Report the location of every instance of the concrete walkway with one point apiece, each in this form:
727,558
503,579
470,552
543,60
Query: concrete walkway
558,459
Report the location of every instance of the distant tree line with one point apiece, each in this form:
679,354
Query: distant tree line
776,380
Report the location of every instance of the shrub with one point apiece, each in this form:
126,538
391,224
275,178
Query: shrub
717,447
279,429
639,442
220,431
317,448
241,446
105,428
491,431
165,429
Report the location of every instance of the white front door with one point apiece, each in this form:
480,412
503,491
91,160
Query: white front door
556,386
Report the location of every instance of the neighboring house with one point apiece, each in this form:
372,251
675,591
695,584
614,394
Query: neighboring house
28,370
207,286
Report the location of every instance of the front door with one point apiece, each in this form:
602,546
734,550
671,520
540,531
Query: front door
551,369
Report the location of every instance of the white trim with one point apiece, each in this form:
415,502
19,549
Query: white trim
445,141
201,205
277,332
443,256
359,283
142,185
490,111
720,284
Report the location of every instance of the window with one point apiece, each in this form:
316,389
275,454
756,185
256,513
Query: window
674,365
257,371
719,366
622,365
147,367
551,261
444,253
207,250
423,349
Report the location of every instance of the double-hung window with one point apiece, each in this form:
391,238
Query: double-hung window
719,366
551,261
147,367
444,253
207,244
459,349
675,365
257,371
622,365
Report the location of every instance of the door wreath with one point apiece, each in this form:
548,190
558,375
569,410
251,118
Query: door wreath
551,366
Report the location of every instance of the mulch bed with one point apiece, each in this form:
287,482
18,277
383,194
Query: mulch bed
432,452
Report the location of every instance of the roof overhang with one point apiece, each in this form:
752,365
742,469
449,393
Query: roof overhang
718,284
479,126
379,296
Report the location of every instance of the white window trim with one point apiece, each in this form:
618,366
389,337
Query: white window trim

--------

*INSTRUCTIONS FOR THE TASK*. Every line of the data above belongs in the answer, unchanged.

*OUTPUT*.
Report the location of every instance of the concrete walkway with one point apiece, each in this form:
727,558
503,579
470,552
543,60
Query: concrete walkway
558,459
Report the location of every instance of the distant tree line with one point apiece, each in this form:
679,354
Query: distant tree line
776,380
Report the location of every instance of the shrub with one point apiece, each in this form:
126,538
391,224
275,178
Query: shrub
717,447
279,429
639,442
220,431
317,448
241,446
105,428
491,431
165,429
Report the location of every instance of the white front door with one point apiece, each in this form:
480,412
503,491
91,160
Query: white front door
556,386
Report the location of every instance of the neighboring house with one point apiece, each in this form:
372,251
675,591
695,584
614,394
Query: neighboring house
28,370
207,286
Report the location of every instance of the front door with one point apiece, each in this form:
602,546
734,550
671,520
540,531
Query: front door
551,369
Report the location of every instance of the white trim with one point apiece, each in this form:
415,502
19,549
Query: white trim
445,141
201,205
277,332
443,256
359,283
142,185
490,111
720,284
Report the location of every instance of the window with one point apiece, each in this form:
316,389
275,454
756,185
256,513
Query: window
674,365
257,371
719,366
622,365
147,367
551,261
444,253
207,250
423,349
Report the location of every instance of the double-hung window with one point apiece, each in this form:
391,238
Query: double-hung window
719,366
551,261
147,367
444,253
207,244
459,349
675,365
257,371
622,365
Report the location of every instance of the door wreath with one point apiece, each in this form:
548,190
558,375
569,410
251,118
Query: door wreath
551,366
Report the location of every instance of the mulch bed with one point apiece, each in this form:
287,482
18,277
383,194
Query: mulch bed
432,452
Report the location of every instance of the roof overhang with one point apiece, each in this form:
752,365
742,469
449,393
Query: roof overhang
718,284
479,126
379,296
Report the location of every instance of the white window trim with one point apiece, each in this form:
618,366
389,337
Query: white window trim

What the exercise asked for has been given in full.